- Directive
Each record below should be output verbatim, without pictures.

— begin Source material —

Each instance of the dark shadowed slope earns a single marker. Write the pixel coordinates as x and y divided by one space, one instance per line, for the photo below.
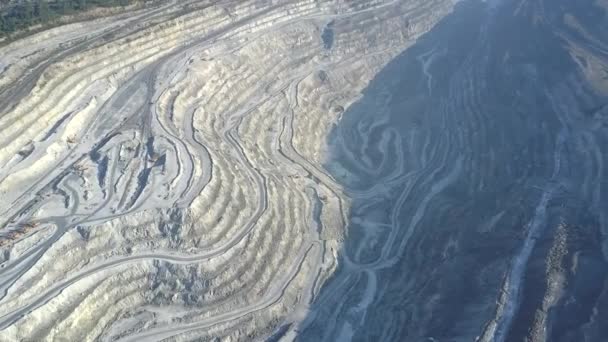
475 163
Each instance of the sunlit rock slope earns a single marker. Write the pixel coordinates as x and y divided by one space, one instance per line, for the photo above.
317 170
162 171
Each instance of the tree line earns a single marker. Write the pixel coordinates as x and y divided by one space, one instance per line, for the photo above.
21 15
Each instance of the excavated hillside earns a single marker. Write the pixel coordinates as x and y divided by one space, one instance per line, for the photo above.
312 170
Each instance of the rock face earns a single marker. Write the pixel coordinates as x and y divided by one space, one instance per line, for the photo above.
313 170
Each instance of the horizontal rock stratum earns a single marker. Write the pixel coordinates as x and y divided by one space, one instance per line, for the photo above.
315 170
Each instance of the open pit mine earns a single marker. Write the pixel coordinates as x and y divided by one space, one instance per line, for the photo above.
308 170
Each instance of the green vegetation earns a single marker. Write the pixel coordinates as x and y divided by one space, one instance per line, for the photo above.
20 16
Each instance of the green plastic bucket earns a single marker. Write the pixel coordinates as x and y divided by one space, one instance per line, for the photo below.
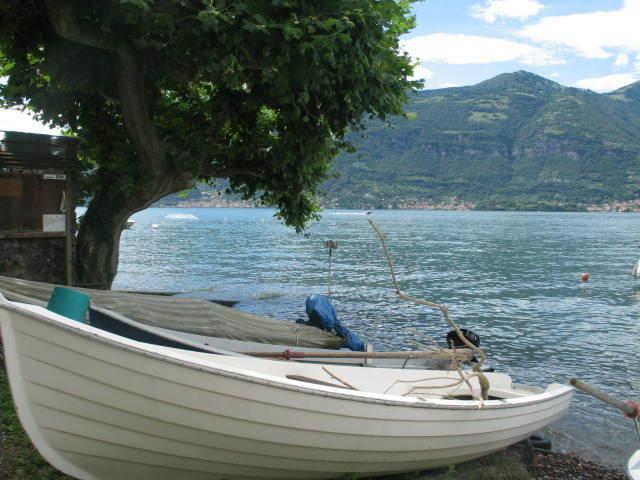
69 303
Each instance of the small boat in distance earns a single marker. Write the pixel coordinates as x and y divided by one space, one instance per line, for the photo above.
97 404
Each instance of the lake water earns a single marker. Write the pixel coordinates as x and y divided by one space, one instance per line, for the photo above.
514 278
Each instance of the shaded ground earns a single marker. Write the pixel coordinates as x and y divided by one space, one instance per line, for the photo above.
20 461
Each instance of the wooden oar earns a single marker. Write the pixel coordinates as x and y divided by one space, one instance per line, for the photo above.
463 354
629 407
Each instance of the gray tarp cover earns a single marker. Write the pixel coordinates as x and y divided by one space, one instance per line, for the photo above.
184 314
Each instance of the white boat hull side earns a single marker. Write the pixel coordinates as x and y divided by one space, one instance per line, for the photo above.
96 410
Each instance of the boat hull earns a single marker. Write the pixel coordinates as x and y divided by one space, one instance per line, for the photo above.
99 407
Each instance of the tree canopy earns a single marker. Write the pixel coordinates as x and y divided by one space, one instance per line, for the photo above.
161 93
261 92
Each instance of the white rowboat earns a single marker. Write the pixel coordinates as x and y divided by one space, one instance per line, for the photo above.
99 406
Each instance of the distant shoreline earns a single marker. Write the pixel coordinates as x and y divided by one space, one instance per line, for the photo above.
617 207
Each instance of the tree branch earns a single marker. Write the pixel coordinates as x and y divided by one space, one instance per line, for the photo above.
135 113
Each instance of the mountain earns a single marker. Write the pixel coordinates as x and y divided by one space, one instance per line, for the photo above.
517 140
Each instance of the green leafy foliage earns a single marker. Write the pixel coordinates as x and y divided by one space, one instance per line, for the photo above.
516 141
261 92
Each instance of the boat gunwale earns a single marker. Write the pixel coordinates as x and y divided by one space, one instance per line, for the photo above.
243 374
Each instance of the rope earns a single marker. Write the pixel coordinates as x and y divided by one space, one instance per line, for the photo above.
482 379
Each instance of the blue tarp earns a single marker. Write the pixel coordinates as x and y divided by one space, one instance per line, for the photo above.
322 315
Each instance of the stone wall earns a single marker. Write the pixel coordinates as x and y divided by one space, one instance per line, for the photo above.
38 259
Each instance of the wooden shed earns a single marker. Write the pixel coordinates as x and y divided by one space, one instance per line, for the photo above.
37 206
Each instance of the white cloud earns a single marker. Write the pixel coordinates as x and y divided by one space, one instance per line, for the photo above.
420 72
18 121
608 82
492 10
599 34
462 49
622 60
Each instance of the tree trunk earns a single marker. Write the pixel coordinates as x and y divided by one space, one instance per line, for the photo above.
98 244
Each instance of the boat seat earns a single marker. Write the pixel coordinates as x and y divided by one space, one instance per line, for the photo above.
69 303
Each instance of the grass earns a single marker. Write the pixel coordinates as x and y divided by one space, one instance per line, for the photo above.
19 460
510 464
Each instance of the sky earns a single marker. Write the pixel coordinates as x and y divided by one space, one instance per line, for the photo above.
592 44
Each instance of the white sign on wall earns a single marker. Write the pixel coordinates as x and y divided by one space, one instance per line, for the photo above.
54 176
54 223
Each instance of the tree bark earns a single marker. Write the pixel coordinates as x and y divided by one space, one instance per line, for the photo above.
98 244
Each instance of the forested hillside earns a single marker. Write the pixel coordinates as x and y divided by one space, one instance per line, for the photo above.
517 140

— end Source material —

- Correct response
Each instance of the dark shadowed slope earns a single marker. Write the pixel coordinates as x and y divided by one space, one instance per line, for the photo below.
475 163
Each instance of the sunlit rock slope earns a single marker. Write the pixel coordinates as x and y divided by one space, one instance per line, for the photo above.
317 170
162 171
Each instance of the tree line earns a single marker. Write the pixel coordinates as x and y divided by one space, one instance per line, for the photo above.
21 15
Each instance of the excavated hillside earns a single marker. Write the pixel coordinates as x and y divided by one space, one instance per line, for the photo above.
312 170
Each instance of the rock face earns a single marker. Write the pixel coordinates as x and y divided by one space, one instance per line, for the photo above.
313 170
Each instance of the horizontal rock stratum earns a single marker. Write the pixel coordinates as x and y divided by one space, one instance per line, for the photo above.
315 170
Each instance of the open pit mine earns a single marker. Write the pixel coordinates as x and y divided by one space, one instance per line, for the photo above.
308 170
Each instance of the green vegetation earns a single marker. Write the pixel coordinates as x and y divided by one space, one instance per line, for the photo above.
20 16
Each instance of the green plastic bucket earns a single marker. Write the pixel coordinates as x and y divided by one space, one instance per line, for the photo below.
69 303
Each instance of the small boat in distance earns a single marker. Write the pixel coordinates as x and y divided by one space, one instance per line, for the photo above.
97 404
Each instance of the lake water earns a single marker. Write the pixel coordinates as x and y divided by one space, one instance per line, for the photo above.
514 278
Each instance of the shaded ground earns a single marker. Write the pixel coordinates as x and y divided by one space, one instance per line, for the photo above.
20 461
Each instance of the wooden oar earns a single marker. Write the pixel coordinates as x and y divided by one space, one instance per line, for the photo above.
463 354
629 407
Each instance of the gray tarp cover earns a single marker. Write the pixel coordinates as x and y divided by one space, one instance per line, for the photo above.
184 314
Each instance of the white boat hull side earns a single marker. Write the pixel coordinates as x and y divided by one space, one instance per line, for the photo above.
96 410
Each instance of the boat hull earns a single marker. Write the pixel coordinates as x and y divided by one space, one instance per line, for the photo above.
99 407
Each instance of the tree canopy earns a single marker. Write the pixel coordinates as x and y divided by one space, one instance per line, for the photo above.
161 93
261 92
Each instance of the white rowboat earns a single marker. Write the pixel coordinates as x and y divided by one space, one instance per line, for the photo above.
99 406
Each instance of the distant shoreline earns a single marker. Write the pixel coordinates as x and y divided by one space, one instance per line, for the photo above.
617 207
Each instance of the tree branch earns a single marker. Write the pixel coordinates as x and y divided by one space, one instance per line, for the photo above.
135 113
Each instance of the mountain earns a single marker. Write the pixel coordinates as x and y divided by one space, one instance per line, for the photo above.
517 140
Each instance of the green leafy foliage earns a single marker. Write the pixel coordinates as x and y divided by one space, one instance per line, for the photo above.
516 141
261 92
Each instance of the boat gunwale earns a single marker. Write the pixel coordinates as x and y divided by one space, one instance per line, for the photo above.
243 374
Each instance of the rope earns a single marker. Write the pixel coordinates as x and y divided by one space, one instance per line, for the photo above.
482 379
Each instance of the blue tarp earns a single marker. Write the pixel coordinates as x and y divided by one space, one instance per line, for the photo above.
322 315
Each instance of the stone wall earns a single marker. Write the pixel coordinates as x and y divided by one space, one instance per line, for the photo above.
38 259
Each instance of the wooden shed earns a single marker. Write the pixel coordinates as x and y divided by one space, one instance per line, for the photo above.
37 206
Each instance of the white cloud earns a single marker. Write the pixel coordinates as x and y divided by one space, one instance per line, for the photo above.
420 72
18 121
608 82
492 10
599 34
462 49
622 60
Each instance of the tree trunk earns a single marker. Write the pixel coordinates as x and y divided by one space, one instance per line, for the photo above.
98 244
Each instance of the boat seat earns a single marker. Write the pixel coordinates as x and y divided by one space, one instance per line, for the photo above.
69 303
Each instance of the grass earns a single marker. Write the pixel coordinates as x and y divided by one space, one instance per line, for the photo above.
19 460
510 464
Each instance of the sky earns a single marker. Write the pixel coordinates as x and y divided by one space, one instance per line, for the photo above.
592 44
Each instance of the white sign on wall earns a single marker. Write the pixel coordinates as x and y divided by one space, one instance per line, for the photo above.
54 176
54 223
Each instance of the tree bark earns a single marker. Write the pixel coordinates as x and y divided by one space, one instance per line, for the photo above.
98 244
Each instance of the forested hillside earns a single marker. Write the pixel coordinates as x and y divided by one space, one instance per line, for the photo above.
517 140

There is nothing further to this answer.